Directive »
Copy the items from the start through the line containing "123L98 121L96 123L81", and swap "wicker basket" for "rattan basket". Leave everything else unchanged.

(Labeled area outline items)
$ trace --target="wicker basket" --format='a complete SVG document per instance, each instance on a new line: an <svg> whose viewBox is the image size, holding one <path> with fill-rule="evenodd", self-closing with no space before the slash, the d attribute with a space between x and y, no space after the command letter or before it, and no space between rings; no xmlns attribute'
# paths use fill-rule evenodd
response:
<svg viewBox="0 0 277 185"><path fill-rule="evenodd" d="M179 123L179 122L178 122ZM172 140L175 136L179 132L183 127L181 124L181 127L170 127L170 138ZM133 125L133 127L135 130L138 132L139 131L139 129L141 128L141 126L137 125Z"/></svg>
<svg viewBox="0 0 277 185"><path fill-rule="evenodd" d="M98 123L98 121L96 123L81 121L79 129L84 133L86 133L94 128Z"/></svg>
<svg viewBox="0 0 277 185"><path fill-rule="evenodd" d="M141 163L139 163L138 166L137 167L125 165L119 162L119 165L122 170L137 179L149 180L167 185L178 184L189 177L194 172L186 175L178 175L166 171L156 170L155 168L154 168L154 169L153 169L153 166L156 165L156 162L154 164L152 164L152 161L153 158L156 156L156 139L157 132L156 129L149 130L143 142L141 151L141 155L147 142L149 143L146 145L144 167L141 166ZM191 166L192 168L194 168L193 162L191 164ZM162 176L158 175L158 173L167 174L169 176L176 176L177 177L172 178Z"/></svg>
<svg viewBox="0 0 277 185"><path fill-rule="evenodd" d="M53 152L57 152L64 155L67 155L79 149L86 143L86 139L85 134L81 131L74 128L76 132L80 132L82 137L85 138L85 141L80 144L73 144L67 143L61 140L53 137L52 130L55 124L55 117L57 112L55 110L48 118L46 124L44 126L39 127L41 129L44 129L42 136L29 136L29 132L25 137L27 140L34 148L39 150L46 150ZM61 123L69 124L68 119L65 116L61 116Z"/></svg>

Answer to the problem »
$ trace --target="rattan basket" --format='a complete SVG document per instance, each instance on a new line: an <svg> whose viewBox is the image size, holding one <path> with fill-rule="evenodd", self-closing with no space before the slash, the d attribute with a space between x and y, no space after the command letter or before it, and no space between rings; no xmlns attribute'
# paths use fill-rule evenodd
response:
<svg viewBox="0 0 277 185"><path fill-rule="evenodd" d="M179 123L179 122L178 122ZM172 140L175 136L179 132L183 127L181 124L181 127L170 127L170 138ZM133 125L133 127L135 130L138 132L139 131L139 129L141 128L141 126L137 125Z"/></svg>
<svg viewBox="0 0 277 185"><path fill-rule="evenodd" d="M98 123L98 121L96 123L81 121L79 129L84 133L86 133L94 128Z"/></svg>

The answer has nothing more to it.